Text passage -
=====

Plans to test Newburgh residents for potential toxic chemicals in their blood have been announced.

In May 2016, City of Newburgh residents learned their drinking water supply was contaminated with the man-made chemical Perfluorooctane Sulfonate (PFOS) at concentrations above the Environmental Protection Agency’s (EPA) recently updated lifetime drinking water health advisory level. PFOS is a potentially toxic chemical.

Studies show that exposure to PFOS over certain levels may result in adverse health effects, including high cholesterol, high blood pressure, kidney cancer, testicular cancer, liver damage, low birth weight, and other serious health effects.

On Monday, the State Department of Health announced dates for initial blood testing for City of Newburgh residents. Many called for free testing after residents learned their water was contaminated.

The first blood tests will be held at the Cornerstone Family Healthcare locations at 147 Lake Street and 290 Broadway in Newburgh on the following dates:

• 147 Lake Street, Newburgh
o Tuesday, November 1;
o Wednesday, November 2;
o Thursday, November 3;
o Saturday, November 12;
o Saturday, November 19.
• 290 Broadway, Newburgh
o Monday, November 7;
o Thursday, November 10.

Interested residents are strongly encouraged to pre-register for an appointment by calling 518-402-7950 or emailing BEOE@health.ny.gov. Day, evening, and weekend appointments are available. More dates will be added based on demand and feedback from the community.

Participation and results from the initial blood tests will assist the development of a full comprehensive program that will include wide outreach to the community, blood tests in multiple locations, and educational materials in English, Spanish and Creole, officials say.

"New York State has taken quick and decisive action to address contamination of the water supply in Newburgh," New York State Health Commissioner Dr. Howard Zucker stated. "To date, we have transitioned the City to a clean water source, and begun the process to construct a permanent carbon filtration system for the City's supply, paying for all the associated costs. We are now offering free blood testing and providing educational materials so residents will have a greater understanding of their past exposure to PFOS."

=====

Stored data -

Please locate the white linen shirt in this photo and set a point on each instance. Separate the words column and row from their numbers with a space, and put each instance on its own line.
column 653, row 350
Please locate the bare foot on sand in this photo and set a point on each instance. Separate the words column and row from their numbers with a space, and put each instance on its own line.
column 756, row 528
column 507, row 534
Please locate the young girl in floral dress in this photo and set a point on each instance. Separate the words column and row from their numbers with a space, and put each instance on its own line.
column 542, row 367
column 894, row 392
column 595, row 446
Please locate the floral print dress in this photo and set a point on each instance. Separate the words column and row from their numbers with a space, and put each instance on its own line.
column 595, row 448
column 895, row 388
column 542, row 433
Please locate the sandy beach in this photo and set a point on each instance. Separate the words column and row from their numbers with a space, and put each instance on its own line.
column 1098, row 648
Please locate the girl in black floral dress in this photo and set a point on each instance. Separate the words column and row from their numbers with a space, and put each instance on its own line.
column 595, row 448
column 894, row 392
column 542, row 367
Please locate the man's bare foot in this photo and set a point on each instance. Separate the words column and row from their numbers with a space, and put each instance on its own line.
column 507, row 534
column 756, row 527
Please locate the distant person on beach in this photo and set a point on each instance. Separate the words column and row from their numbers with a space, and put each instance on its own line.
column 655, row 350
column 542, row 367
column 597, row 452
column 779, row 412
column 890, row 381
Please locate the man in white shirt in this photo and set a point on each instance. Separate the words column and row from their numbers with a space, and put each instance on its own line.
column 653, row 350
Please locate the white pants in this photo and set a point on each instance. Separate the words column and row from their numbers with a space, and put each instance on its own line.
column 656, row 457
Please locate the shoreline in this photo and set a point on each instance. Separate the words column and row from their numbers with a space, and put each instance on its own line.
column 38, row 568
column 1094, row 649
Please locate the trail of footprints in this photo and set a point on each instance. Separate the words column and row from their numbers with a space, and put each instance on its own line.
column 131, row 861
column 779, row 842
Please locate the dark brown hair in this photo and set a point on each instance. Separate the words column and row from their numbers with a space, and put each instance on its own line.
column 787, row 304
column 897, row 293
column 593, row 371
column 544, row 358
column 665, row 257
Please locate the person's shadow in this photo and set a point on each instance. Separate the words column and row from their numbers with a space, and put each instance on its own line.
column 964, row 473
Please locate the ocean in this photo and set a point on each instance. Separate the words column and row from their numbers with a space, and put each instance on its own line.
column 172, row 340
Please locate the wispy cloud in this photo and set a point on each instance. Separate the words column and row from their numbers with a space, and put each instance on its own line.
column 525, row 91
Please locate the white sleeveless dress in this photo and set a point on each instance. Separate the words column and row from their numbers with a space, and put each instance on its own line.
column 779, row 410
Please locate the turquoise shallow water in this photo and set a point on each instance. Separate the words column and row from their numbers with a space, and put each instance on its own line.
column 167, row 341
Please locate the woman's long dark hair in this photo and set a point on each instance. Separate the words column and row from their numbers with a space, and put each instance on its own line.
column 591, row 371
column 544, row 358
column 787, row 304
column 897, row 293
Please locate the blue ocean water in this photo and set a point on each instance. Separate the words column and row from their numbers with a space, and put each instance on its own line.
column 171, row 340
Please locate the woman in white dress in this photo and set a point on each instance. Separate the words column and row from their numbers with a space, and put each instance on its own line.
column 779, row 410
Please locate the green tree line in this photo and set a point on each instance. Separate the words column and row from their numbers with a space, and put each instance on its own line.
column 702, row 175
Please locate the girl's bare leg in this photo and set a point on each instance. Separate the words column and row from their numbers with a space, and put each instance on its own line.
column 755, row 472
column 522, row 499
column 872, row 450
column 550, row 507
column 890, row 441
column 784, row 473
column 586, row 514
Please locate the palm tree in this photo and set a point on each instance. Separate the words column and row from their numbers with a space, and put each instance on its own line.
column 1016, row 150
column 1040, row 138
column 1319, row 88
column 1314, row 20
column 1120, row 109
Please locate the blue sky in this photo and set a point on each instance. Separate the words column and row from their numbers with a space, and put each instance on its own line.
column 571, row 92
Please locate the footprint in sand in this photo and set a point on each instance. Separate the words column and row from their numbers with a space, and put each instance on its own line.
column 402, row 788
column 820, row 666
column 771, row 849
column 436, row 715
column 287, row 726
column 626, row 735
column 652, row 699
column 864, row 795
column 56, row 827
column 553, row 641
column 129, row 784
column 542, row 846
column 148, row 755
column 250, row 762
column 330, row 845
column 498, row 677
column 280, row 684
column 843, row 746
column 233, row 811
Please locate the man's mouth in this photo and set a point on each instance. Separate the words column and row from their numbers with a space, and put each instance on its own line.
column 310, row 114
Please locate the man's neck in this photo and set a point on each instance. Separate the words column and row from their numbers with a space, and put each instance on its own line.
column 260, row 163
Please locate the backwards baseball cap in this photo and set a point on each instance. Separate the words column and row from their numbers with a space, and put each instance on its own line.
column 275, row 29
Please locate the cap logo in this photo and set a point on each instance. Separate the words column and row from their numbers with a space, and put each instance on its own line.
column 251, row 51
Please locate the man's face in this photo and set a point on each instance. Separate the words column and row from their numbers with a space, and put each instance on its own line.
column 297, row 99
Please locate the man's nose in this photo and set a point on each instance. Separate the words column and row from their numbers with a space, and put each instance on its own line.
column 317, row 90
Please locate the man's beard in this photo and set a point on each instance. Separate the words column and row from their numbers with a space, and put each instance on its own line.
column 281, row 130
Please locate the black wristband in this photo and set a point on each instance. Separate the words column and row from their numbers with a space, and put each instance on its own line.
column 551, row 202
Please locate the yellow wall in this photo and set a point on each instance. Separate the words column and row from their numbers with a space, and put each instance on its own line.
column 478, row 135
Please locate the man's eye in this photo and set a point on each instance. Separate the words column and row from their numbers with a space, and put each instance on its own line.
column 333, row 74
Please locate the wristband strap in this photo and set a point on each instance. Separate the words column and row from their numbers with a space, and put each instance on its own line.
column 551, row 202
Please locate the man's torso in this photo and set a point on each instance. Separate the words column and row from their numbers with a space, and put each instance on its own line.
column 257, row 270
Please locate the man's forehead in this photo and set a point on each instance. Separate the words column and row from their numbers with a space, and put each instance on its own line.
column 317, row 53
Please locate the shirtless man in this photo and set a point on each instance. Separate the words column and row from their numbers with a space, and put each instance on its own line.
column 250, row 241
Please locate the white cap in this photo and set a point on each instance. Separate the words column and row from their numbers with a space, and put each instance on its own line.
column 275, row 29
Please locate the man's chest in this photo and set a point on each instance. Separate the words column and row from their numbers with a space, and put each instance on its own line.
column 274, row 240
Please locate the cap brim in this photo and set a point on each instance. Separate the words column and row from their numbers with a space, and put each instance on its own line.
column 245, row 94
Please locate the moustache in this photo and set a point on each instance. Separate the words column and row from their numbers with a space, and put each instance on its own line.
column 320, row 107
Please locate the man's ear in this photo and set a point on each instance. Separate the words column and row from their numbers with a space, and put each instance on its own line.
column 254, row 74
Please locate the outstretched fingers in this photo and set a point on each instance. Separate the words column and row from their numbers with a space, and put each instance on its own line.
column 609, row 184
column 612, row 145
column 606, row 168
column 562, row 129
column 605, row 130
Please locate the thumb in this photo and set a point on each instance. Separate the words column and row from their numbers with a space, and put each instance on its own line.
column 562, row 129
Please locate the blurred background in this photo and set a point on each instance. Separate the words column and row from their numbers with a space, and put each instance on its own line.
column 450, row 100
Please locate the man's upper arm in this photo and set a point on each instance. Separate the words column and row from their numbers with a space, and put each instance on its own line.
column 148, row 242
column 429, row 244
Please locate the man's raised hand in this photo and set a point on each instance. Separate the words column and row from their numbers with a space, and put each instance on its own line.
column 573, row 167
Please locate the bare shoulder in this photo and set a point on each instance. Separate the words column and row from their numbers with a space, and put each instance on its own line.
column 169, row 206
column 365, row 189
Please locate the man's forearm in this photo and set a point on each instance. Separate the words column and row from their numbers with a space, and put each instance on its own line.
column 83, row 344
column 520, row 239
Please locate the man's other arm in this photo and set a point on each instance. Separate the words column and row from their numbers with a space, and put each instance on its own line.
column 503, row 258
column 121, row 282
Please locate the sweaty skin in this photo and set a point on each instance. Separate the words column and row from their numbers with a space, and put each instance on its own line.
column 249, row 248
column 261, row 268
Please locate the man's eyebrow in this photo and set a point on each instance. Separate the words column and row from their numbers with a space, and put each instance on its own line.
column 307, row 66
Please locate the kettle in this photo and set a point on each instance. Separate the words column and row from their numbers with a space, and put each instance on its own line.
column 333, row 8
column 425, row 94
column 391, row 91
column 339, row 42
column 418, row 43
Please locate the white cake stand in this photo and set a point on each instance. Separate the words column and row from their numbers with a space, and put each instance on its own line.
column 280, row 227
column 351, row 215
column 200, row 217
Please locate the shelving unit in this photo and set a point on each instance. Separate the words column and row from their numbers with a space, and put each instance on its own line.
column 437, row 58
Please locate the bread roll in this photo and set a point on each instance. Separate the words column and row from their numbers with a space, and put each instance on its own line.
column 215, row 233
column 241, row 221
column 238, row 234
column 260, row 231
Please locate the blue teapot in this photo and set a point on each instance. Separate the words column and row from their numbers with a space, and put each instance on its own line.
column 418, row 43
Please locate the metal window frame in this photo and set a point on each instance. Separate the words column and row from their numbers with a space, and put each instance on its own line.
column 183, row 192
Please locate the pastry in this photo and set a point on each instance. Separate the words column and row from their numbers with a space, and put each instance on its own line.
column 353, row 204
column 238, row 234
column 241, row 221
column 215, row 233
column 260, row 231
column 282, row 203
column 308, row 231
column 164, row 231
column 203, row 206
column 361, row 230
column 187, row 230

=====

Task goal -
Translate this sentence from the Newburgh water article into Spanish: "More dates will be added based on demand and feedback from the community." The stored data isn't used for anything here.

Answer section -
Se agregarán más fechas según la demanda y los comentarios de la comunidad.